(Segmentation mask data)
Content starts

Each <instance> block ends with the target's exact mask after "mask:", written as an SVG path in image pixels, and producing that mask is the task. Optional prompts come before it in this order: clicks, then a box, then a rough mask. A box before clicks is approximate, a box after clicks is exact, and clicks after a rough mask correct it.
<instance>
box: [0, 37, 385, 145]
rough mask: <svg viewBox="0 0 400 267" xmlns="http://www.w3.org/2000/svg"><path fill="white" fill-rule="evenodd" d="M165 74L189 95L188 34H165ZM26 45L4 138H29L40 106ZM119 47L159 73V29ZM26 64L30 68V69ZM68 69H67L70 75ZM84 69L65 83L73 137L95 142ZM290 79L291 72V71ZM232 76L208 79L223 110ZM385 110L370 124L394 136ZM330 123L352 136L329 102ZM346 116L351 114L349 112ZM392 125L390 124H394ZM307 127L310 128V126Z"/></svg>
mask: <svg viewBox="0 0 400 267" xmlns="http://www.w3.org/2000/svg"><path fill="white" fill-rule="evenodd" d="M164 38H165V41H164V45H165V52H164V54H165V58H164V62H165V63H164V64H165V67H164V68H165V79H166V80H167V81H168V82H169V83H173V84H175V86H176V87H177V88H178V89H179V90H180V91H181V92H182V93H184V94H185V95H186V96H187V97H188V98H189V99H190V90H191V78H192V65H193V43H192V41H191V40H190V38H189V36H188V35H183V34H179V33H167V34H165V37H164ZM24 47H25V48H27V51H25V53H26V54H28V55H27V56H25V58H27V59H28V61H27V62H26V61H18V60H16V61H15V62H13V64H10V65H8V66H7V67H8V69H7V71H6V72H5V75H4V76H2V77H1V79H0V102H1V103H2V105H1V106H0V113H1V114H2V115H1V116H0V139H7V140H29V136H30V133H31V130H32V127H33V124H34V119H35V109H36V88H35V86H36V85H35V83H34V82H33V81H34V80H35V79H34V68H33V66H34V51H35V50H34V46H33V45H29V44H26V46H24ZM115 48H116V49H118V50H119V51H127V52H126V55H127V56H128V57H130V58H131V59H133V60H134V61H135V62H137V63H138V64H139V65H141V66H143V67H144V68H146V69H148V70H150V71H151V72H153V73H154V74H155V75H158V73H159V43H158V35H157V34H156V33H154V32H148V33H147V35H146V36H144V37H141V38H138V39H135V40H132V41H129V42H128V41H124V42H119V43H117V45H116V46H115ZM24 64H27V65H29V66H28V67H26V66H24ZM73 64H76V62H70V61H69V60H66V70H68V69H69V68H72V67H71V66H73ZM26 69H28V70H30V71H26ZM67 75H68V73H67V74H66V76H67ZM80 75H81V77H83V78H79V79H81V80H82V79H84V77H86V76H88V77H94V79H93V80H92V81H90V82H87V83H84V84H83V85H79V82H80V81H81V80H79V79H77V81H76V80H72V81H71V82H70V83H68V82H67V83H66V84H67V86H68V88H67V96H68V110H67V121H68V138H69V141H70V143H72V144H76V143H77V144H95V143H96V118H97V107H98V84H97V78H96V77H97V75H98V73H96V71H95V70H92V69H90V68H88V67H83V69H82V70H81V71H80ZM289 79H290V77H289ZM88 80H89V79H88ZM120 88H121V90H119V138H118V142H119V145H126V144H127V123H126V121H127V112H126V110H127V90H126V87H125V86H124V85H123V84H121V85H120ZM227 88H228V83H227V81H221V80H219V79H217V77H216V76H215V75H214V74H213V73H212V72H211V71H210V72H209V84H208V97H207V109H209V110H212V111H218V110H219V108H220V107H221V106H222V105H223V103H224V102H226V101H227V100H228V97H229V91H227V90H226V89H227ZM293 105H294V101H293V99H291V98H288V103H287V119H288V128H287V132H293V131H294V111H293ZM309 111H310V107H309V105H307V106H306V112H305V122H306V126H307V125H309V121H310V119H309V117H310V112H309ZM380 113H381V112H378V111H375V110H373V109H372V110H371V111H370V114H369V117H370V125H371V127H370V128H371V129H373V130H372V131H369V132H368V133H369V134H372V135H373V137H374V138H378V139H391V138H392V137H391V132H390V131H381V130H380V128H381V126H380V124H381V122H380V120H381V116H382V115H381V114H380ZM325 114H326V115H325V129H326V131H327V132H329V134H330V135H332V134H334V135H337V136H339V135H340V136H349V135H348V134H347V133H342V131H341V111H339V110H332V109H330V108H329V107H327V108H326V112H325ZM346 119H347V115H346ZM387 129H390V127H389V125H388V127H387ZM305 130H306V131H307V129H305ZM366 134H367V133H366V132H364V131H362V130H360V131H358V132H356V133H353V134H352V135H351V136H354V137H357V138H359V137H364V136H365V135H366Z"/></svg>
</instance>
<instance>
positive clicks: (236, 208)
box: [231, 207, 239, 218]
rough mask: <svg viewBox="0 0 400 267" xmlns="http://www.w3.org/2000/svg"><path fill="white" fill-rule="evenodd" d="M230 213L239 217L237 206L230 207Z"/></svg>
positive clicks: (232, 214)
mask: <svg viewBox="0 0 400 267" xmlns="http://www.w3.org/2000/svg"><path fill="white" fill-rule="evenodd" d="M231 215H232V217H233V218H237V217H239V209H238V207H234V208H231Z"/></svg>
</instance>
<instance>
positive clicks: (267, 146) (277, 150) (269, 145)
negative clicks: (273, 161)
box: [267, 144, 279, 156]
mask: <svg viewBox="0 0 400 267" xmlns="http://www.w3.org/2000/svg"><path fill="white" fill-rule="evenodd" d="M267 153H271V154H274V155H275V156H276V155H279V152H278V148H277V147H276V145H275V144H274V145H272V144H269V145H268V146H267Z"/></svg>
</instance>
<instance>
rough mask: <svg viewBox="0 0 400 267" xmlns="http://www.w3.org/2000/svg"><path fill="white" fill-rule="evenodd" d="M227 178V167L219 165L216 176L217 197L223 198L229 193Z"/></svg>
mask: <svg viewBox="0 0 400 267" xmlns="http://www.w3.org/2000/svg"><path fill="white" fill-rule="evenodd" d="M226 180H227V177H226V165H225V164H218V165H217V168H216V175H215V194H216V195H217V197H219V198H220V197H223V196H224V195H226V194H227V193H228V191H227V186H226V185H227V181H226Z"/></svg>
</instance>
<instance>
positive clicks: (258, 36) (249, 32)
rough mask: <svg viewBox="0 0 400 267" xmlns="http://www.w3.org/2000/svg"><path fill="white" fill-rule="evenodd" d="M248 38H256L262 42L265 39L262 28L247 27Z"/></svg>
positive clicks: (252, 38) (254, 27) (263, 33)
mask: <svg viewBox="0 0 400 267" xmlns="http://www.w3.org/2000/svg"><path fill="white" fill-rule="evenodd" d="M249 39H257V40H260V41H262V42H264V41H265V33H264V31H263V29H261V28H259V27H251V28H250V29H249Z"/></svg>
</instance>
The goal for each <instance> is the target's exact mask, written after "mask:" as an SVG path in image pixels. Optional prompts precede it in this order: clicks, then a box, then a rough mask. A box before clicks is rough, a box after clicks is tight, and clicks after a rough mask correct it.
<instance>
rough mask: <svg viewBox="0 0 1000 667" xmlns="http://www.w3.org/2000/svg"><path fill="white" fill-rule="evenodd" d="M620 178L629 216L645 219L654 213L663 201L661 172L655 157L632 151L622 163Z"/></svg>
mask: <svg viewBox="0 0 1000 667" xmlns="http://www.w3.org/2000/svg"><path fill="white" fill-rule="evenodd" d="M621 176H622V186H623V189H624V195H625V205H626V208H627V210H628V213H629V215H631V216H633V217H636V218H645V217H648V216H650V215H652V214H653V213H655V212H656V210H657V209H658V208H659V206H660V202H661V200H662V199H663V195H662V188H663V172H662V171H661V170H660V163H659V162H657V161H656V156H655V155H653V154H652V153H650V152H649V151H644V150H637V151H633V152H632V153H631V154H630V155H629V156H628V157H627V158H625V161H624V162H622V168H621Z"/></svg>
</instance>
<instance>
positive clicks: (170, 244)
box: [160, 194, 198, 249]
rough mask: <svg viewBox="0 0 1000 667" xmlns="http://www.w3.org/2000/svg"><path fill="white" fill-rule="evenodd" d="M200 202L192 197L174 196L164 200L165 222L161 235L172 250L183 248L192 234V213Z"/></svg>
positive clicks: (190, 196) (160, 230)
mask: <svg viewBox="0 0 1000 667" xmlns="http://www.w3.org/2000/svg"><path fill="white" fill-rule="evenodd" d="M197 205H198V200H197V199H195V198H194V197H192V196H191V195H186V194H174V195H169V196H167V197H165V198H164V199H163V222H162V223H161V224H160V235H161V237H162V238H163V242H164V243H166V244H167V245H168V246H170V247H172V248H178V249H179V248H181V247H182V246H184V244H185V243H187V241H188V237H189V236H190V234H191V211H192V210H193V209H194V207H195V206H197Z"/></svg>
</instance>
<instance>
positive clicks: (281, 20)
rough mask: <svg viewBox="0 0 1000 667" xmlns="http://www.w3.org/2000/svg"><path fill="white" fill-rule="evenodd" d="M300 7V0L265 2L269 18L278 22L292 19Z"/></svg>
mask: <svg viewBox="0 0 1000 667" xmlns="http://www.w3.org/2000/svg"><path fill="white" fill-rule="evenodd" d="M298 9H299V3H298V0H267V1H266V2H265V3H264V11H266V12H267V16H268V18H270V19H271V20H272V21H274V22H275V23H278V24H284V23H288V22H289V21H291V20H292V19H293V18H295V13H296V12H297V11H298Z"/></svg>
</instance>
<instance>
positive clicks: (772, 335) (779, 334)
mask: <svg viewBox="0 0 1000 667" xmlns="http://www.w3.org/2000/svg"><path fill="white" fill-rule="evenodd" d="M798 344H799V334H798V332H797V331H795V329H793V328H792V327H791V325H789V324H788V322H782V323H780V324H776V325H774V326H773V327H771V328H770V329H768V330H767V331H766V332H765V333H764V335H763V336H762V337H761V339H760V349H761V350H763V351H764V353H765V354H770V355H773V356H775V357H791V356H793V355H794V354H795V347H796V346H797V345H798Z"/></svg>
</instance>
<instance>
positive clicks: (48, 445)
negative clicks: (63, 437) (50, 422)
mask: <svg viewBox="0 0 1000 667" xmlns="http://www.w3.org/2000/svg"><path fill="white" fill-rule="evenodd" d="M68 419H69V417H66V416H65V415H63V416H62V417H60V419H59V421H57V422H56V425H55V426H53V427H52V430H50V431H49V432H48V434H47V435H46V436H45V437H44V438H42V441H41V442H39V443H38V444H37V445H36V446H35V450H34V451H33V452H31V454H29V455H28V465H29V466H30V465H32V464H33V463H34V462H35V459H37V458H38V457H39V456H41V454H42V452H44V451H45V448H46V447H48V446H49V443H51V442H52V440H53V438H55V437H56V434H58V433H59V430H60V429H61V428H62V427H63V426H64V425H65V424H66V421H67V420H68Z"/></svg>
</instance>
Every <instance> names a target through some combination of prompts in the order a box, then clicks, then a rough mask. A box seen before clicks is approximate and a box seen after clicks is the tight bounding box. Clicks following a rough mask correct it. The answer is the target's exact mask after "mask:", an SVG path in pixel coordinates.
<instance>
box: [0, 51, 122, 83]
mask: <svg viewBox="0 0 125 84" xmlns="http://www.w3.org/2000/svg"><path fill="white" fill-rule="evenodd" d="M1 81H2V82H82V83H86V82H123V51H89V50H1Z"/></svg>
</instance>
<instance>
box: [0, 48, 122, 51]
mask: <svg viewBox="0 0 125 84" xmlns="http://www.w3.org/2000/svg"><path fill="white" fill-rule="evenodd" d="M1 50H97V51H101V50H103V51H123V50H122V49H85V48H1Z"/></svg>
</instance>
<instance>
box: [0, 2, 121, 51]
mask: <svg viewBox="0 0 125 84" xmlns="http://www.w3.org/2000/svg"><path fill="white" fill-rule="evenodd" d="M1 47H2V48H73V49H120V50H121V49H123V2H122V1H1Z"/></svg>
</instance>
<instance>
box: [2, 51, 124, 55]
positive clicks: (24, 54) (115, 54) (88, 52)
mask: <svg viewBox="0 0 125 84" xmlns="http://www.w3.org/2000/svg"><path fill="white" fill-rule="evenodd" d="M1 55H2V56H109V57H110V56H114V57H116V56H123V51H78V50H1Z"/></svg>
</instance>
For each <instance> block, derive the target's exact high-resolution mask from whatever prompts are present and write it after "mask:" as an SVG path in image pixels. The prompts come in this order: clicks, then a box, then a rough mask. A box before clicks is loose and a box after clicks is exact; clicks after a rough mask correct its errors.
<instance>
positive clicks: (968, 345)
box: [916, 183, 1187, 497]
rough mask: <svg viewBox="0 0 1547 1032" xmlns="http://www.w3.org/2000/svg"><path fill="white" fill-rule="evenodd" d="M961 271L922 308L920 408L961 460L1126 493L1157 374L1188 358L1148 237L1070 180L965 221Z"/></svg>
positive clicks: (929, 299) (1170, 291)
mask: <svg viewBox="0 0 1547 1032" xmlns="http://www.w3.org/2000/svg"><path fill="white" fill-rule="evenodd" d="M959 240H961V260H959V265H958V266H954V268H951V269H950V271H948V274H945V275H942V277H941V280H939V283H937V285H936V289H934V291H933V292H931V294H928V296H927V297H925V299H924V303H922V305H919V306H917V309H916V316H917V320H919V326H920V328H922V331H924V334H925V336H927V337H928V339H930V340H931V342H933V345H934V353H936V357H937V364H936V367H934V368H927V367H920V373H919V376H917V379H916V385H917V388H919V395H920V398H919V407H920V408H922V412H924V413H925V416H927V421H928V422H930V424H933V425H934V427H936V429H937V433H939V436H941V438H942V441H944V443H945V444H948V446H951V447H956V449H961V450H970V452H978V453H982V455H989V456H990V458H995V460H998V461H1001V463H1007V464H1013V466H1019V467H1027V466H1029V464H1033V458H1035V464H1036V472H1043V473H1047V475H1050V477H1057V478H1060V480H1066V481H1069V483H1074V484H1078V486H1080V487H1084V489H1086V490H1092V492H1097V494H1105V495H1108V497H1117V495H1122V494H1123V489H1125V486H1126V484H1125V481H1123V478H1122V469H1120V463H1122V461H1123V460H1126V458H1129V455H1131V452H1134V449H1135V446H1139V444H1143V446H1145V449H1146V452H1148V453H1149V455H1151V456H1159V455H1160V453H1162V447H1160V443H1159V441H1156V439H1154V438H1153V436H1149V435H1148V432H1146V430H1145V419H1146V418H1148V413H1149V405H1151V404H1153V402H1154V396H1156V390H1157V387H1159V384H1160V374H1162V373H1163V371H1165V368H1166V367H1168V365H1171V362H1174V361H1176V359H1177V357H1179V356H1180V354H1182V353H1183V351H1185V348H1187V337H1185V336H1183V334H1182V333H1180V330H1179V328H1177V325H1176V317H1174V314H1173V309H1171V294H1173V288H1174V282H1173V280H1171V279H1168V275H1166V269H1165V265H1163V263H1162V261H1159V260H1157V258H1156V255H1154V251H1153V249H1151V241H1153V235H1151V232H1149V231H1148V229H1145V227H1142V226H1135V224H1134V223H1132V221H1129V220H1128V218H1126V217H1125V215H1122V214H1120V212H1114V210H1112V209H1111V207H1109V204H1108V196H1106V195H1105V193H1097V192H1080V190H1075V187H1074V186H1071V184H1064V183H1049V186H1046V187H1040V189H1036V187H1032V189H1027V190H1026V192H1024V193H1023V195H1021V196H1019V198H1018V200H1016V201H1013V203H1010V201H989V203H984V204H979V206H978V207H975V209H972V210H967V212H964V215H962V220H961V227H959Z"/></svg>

Content ends

Exercise brief. Copy out, from the data above, every line holding the word "exact".

Solved problem.
Each <instance> block ends with the target's exact mask after "mask:", written as an SVG path in image pixels, and producing that mask is the task. Optional prompts come before it in this order: clicks, then a box, then a rough mask. A box before clicks is approximate, a box after clicks is exact, and clicks after a rough mask correct it.
The goal for each <instance> is the target's exact mask, written after "mask:" as an SVG path in image pixels. Optional prompts precede it in this order: clicks, then a box, then a rough mask. A box before clicks is rough, a box after clicks is tight, and clicks after a rough mask correct it.
Every <instance> names a target through some combination of prompts in the order a box, then clicks, then a rough mask. A box seen before clicks is approximate and a box seen after clicks is the tight bounding box. Clicks following a rough mask correct it. The answer is the target's exact mask after "mask:", an SVG path in pixel coordinates.
For each <instance> block, derive the target's exact high-resolution mask from whatever prompts are present and write it after "mask:" as an SVG path in image pixels. The prompts come in this order: clicks, then a box, then a rough mask. A box before clicks is loose and a box after clicks is exact; clicks after a rough mask correct its errors.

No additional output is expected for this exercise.